Saturday, September 27, 2008

Cancer Report 02



The photo on the left shows me collecting some herbs for an omlet. (Click on the image to enlarge it.) The dark area on my lower back is the result of the radiation therapy; daily sessions from the middle of July until the first week in August. Frankly, I'm surprised the irradiation mark(s) would persist as long as they have.

Several of you have asked that I issue periodic posts about my condition. I've mixed feelings about doing so. In the purely informational sense a detailed message would name my medications, their dosage and frequency. If you've got Multiple Myeloma I'm willing to share that information privately but I see no reason to do so publicly.

As for a general message, I'm afraid it would mostly be about pain and how I'm dealing with it. We've developed a pain management procedure that allows me to sleep. During my waking hours I'm willing to trade pain for mental awareness, although I've been provided with the means of knocking the pain down, should I care to use it.

If I stand up for any length of time the Pain takes over, so you try to keep ahead of it, keeping track of the time and taking a pain-killer before the pain arrives. These pain-killers are not very effective unless you take them early then go sit down. You can do this perhaps four times during the course of the day, giving me about an hour to work on... whatever it is I'm working at the moment, which is mostly engines. (But right now I have to replace the starter on my VW bus, which is going to take some careful planning.)

Between awakening and bed-time, I take medication six times. I'm presently taking sixteen medications, some as often as three times a day, some only once. The dosage ranges from half a tablet to four tablets. All tolled, I'm taking about sixty pills per day.

I have a standing appointment at a local lab which draws from one to six blood samples for testing. The results of the tests are used to adjust the medications either by dosage or periodity. Most recently, a new medication was added; a few weeks ago a medication was deleted. In another case, the dosage of a medication was adjusted.

There are five physicians involved in my treatment, particularly in the side-effects that come from such a salad of medications. To prevent conflicts only one of the physicians can prescribe for me. They coordinate their efforts electronically, using email, text messages, FAX and so on, a convenience that was not available until a few years ago but which has already revolutionized medical care. especially for the treatment of cancer. My records, especially those of any recent tests, are available to the whole group and any member of the group may order tests -- which I can veto in some cases. That's because I am an active player in the group's activity, mostly with regard to describing any effects induced by the medication. My 'veto powers' usually reflect a conflict with the schedule or logistics but also applies to how my body deals with a new medication.

Yesterday (Friday) I weighed 184 pounds, a slight gain over the past two weeks. I don't know what I weighed in June when I was diagnosed with MM but last Christmas (2007) I weighed about 230 pounds and made a New Year's Resolution to shed some of the lard -- and had, by June. The fact my weight has remained fairly constant over the past two weeks is taken as a good sign.

EXERCISE DATA:
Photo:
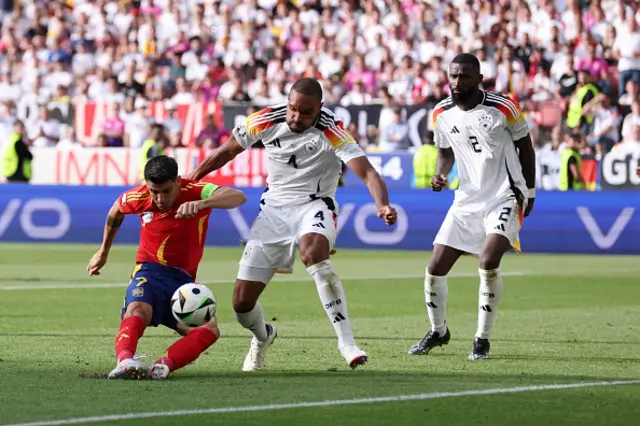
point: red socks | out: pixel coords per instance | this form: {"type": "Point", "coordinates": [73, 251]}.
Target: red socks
{"type": "Point", "coordinates": [188, 348]}
{"type": "Point", "coordinates": [131, 330]}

WHAT IS EXPECTED:
Write the next few paragraphs of the blog post about living with multiple myeloma, starting right after its last sentence. The lines above play no part in what you are asked to do.

TASK RESPONSE:
The cancer -- and it's treatment -- is debilitating but if you simply sit around or loll in bed you will make the situation worse. As soon as you are able you must resume your normal level of activities... or as much of them as you can. One of those Greek fellows said 'Walking is the best medicine' and walking makes up the bulk of my exercise, although it does little for the upper-body. To deal with that I begin the day with a series of isometric exercises. I also have an exercise bike that links the arms and torso to the motion of the legs. I pump away for a given number of minutes each day. Any physical activity is exhausting; some activities lead to cramps and/or muscle spasms. Some exercises result in dizziness and I have to be very careful not to fall down, since one of the drugs I'm taking is a blood thinner, meant to prevent blood clots. It also prevents minor wounds from rapidly healing. Another of the drugs serves to suppress my immune system, a necessary subtrafuge that prevents my body from rejecting some of the medications. But it also means that even a minor wound can become a life-threatening infection. (Most multiple myeloma patients don't die from cancer, they succumb to a mild cold... that turned into pneumonia, or a bruse that spawned a blood clot that resulted in a stroke, or a minor wound that became gangrenous.)

I spend my day trying to work on one of several engines presently in the shop. I have several other projects at various stages of completion, such as Chugger's tail feathers and landing gear. When not working I'm usually at the computer. I have a large file of drawings for a Primary Glider that must be consolidated and uploaded, plus I get a fairly heavy load of email. I have a wide range of interests, from Live Steam to astronomy. Many of those who write are unaware of the cancer business and I see no reason to clue them in unless I need an iron-clad excuse for failing to answer their letter :-)

-Bob Hoover

NOTE: The picture on the right, above, was taken today 7 January 2009. It was a nice warm day and I thought it would be kind of fun to provide a comparison to the picture at the start of this article, which was taken about five months ago. My weight is 173, up two pounds from about a week ago when the doctor(s) said I was getting too skinny. This sounds a bit strange but with regard to my weight there's nothing organically wrong with me, I just don't have much of an appetite; some of the drugs I'm taking make you sick to your stomach (or worse) and you just don't feel like eating. But if you force yourself, your weight will begin to increase -- as mine has done.